» ЗАДАНИЕ 1
Определите, согласуется ли с текстом для чтения каждое из утверждений (a), (b) и (c). Для каждого ответьте «да» или «нет» и приведите точную цитату из текста, на которой основан ответ.
(a) На вопрос, для чего он делает картины, Бондарчук ответил: «Поднять достоинство нации».
(b) Ульянов почти два десятилетия совмещал актерскую работу с руководством театром.
(c) На юбилее в Доме кино Бондарчук прочитал стихотворение Лермонтова.
» ЗАДАНИЕ 2
Обновите строки листинга, начиная со строки с «of the dead» и заканчивая последней строкой листинга включительно: замените «dead branch» на «fallen branch», остальное оставьте без изменений. Выведите только эти строки.

── ТЕКСТ ДЛЯ ЧТЕНИЯ ──

По своей сути, по масштабности, по выявлению русского характера Бондарчук в кинорежиссуре и актерском исполнении — художник глубокого, основательного, натурального, я бы сказал, толстовского звучания, погружавшийся всецело в стихию творчества и отдававший немерено своей крови, пота и нервов. К киноискусству он относился всегда с высокой меркой ответственности, достоинства, требовательности и осознанием его значимости. Когда его однажды спросили: «Для чего вы делаете картины?» — он, не задумываясь, ответил: «Поднять достоинство нации». И действительно, возьмем любой его фильм, независимо от того, постановщик он в нем или исполнитель. Эта сквозная задача неизменно присутствует в его работах: и в «Судьбе человека», и в чеховской «Степи», и в «Борисе Годунове», и в «Войне и мире» — поднять достоинство нации, достоинство человека. Мы все ищем и никак не можем найти идею объединения нации, которая бы как-то сплотила народ, открыла перспективу движения к возрождению России. А вот она, эта идея — поднять достоинство нации, — разве не заслуживает того, чтобы быть воплощенной в жизнь. И воплощенной страстно, полновесно, на высочайшем художественном уровне. Не зря, я думаю, на одном из своих юбилеев в Доме кино после долгих и утомительных поздравлений, приветствий он прочитал в заключение «Пророка» Александра Сергеевича Пушкина, закончив стихотворение призывным четверостишием:



Восстань, пророк, и виждь, и внемли,
Исполнись волею моей,
И, обходя моря и земли,
Глаголом жги сердца людей.



Вот он действительно глаголом жег сердца людей, утверждая достоинство человека, нравственные начала в нем, утверждая художественность.

Вот ведь как случилось, что в начале книги приходится с грустью вспомнить о дорогих мне людях, которых, к великому сожалению, уже нет среди нас.

Не стало Михаила Александровича Ульянова — большого русского актера, могучей силы неповторимого таланта, многолетнего моего партнера по сцене и кинематографу. И какого партнера!.. Это было настоящее счастье играть с ним в спектаклях. Он буквально заражал энергией, темпераментом, сверлил тебя своим взглядом, вызывал, как на дуэли, на поединок. Во всей мощи я испытал это великое партнерство в спектаклях «Антоний и Клеопатра», «Фронт», конечно же, в легендарной «Принцессе Турандот» и многих других. Счастье и необычайная ответственность было играть с ним в одних спектаклях. К сожалению, в продолжении последних почти двух десятилетий ему пришлось делить актерскую стезю с обязанностями художественного руководителя театра. Говорю, к сожалению, потому что он плоть от плоти — актер, великий актер, неповторимый. И все, что было связано с актерской профессией, в исполнении Ульянова неоценимо. А все, что отвлекало его от главного предназначения в жизни, при всей необходимости или вынужденности это делать, естественно, отнимало немало времени, сил, нервов, наконец, здоровья. Но так сложилось, что после Евгения Рубеновича Симонова театр остался без главного режиссера и Михаил Александрович, можно сказать, как амбразуру закрыл собою в эту довольно продолжительную пору безвремения. Что, вероятно, и ускорило его уход от нас. Далее в книге я еще не раз назову это легендарное имя актера, все-таки более пятидесяти лет нас связывали в творчестве и по жизни.

───
── ИСХОДНЫЙ ЛИСТИНГ ──

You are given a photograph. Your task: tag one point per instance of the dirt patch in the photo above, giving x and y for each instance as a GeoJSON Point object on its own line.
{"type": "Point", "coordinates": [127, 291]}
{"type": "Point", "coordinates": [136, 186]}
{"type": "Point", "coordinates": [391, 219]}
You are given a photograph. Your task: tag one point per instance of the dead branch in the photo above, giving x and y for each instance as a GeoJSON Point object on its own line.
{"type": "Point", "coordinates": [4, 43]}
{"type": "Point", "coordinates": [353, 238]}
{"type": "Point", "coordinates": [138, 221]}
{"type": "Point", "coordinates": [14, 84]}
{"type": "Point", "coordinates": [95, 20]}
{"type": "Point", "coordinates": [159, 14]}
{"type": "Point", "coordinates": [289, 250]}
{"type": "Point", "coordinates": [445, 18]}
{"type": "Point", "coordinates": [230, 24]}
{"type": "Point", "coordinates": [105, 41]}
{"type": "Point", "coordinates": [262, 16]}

───

» ПОЛНЫЙ ОТВЕТ 1
(a) Да: «он, не задумываясь, ответил: «Поднять достоинство нации»».
(b) Да: «в продолжении последних почти двух десятилетий ему пришлось делить актерскую стезю с обязанностями художественного руководителя театра».
(c) Нет: «он прочитал в заключение «Пророка» Александра Сергеевича Пушкина».

» ПОЛНЫЙ ОТВЕТ 2
You are given a photograph. Your task: tag one point per instance of the fallen branch in the photo above, giving x and y for each instance as a GeoJSON Point object on its own line.
{"type": "Point", "coordinates": [4, 43]}
{"type": "Point", "coordinates": [353, 238]}
{"type": "Point", "coordinates": [138, 221]}
{"type": "Point", "coordinates": [14, 84]}
{"type": "Point", "coordinates": [95, 20]}
{"type": "Point", "coordinates": [159, 14]}
{"type": "Point", "coordinates": [289, 250]}
{"type": "Point", "coordinates": [445, 18]}
{"type": "Point", "coordinates": [230, 24]}
{"type": "Point", "coordinates": [105, 41]}
{"type": "Point", "coordinates": [262, 16]}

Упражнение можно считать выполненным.